■ Task instructions ■
Starting with the line that contains "Target: sky" and stopping after the line that contains "Target: turn signal lamp", copy the entries below exactly. Include nothing else.

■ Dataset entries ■
+ + + + + + +
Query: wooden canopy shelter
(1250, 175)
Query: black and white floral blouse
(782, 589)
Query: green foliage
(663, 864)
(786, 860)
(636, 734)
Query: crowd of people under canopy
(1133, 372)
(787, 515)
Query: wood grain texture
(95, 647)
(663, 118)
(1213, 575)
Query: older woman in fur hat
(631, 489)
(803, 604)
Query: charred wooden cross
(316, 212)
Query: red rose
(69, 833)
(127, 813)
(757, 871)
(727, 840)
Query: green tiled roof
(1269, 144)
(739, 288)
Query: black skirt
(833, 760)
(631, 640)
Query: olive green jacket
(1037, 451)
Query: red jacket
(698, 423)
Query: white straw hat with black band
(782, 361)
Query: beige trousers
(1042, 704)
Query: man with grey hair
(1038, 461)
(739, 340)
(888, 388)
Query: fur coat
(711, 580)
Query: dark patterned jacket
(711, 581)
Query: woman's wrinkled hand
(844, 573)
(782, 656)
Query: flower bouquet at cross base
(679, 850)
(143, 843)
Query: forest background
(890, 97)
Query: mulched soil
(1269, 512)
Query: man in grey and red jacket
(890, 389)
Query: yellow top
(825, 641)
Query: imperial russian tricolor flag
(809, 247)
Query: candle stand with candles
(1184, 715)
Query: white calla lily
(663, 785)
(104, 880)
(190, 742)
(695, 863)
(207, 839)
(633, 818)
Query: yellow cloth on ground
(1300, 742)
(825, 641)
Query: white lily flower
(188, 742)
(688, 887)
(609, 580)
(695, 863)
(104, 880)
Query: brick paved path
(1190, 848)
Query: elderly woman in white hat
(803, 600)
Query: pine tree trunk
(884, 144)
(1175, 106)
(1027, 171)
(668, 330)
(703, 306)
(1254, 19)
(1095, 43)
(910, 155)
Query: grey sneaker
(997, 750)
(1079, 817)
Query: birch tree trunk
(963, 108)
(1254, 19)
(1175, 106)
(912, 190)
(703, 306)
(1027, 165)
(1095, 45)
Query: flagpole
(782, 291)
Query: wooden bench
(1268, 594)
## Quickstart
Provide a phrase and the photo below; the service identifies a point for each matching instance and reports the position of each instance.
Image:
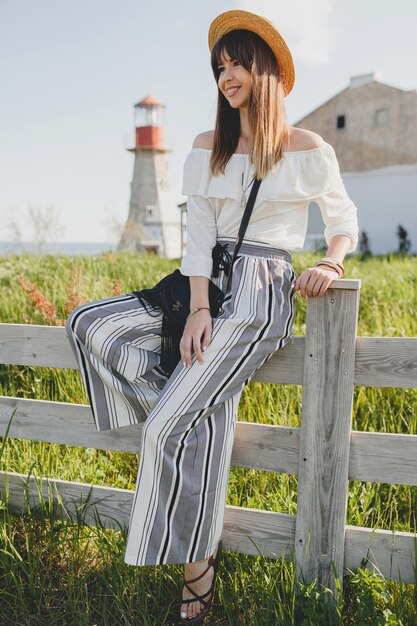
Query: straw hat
+ + + + + + +
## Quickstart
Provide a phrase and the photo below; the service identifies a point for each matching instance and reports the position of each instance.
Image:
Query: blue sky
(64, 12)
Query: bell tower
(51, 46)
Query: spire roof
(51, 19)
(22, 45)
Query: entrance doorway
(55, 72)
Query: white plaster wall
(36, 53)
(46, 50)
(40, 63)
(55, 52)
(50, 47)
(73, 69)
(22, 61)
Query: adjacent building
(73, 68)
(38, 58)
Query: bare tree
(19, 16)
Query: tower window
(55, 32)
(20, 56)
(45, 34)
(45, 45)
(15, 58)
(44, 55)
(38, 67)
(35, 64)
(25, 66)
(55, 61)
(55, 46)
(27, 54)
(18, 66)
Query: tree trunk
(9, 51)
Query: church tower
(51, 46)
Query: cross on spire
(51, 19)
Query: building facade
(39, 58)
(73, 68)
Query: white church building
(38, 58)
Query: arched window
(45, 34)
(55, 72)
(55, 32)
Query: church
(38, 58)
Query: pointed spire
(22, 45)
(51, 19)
+ + + + + + +
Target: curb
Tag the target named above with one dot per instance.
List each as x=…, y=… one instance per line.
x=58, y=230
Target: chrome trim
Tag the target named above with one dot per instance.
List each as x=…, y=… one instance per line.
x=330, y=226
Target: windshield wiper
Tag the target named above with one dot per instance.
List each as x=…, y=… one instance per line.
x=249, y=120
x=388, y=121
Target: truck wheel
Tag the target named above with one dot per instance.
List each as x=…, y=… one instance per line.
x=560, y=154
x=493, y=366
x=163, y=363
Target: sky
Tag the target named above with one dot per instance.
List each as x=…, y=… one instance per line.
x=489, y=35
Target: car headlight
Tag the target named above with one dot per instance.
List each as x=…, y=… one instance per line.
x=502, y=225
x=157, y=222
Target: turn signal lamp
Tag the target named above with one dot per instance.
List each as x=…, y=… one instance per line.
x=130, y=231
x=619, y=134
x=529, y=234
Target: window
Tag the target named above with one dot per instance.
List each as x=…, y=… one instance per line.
+ + + + + + +
■ Expected output ■
Target: sky
Tag the target named above with one dot per instance.
List each as x=…, y=… one instance per line.
x=489, y=35
Target: car headlight
Tag the target named above with one dot per instance.
List each as x=…, y=… one instance per line.
x=502, y=225
x=157, y=222
Target: turn signal lamp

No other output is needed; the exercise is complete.